Collected data entries

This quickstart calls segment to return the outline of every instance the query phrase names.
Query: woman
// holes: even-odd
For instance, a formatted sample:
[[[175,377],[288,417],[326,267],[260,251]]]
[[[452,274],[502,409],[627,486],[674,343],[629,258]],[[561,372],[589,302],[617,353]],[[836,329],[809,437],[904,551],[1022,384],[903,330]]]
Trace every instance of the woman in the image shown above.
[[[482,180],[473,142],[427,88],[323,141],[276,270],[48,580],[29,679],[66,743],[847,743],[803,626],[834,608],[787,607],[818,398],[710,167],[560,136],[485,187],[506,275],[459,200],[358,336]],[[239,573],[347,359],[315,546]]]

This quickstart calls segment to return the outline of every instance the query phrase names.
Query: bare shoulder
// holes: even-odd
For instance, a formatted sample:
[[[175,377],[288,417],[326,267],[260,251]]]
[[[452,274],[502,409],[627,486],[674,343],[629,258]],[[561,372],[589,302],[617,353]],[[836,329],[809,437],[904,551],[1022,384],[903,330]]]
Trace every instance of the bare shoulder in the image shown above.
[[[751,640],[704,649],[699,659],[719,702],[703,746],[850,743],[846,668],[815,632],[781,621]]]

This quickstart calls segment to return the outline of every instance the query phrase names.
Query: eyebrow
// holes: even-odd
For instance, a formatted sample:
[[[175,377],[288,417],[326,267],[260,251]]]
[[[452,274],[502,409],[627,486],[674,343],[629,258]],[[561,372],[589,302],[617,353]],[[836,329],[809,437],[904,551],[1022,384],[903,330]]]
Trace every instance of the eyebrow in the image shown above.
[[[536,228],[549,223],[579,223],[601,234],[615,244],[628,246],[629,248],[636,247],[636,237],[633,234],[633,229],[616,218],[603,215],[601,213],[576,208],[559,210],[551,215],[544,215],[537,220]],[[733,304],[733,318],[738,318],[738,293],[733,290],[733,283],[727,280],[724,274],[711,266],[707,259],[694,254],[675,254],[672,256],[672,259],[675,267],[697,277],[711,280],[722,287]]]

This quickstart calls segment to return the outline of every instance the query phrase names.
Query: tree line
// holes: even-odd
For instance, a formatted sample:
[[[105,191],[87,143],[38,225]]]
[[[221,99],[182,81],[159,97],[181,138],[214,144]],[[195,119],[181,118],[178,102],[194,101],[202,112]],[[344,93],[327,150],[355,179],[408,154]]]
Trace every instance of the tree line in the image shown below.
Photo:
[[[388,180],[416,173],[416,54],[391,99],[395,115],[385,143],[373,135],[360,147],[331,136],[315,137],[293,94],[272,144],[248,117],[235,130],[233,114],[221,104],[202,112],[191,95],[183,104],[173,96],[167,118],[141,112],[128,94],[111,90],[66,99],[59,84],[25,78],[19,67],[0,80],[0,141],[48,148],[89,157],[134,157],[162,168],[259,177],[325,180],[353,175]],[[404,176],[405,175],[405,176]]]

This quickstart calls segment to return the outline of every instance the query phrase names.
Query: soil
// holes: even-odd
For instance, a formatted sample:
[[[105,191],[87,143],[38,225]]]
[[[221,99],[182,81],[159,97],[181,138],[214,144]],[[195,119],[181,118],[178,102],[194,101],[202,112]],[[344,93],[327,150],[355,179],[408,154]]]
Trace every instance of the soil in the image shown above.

Exercise. Tally the lines in the records above that contain the string "woman", treating case as significant. Reply with only the number.

Completed exercise. 2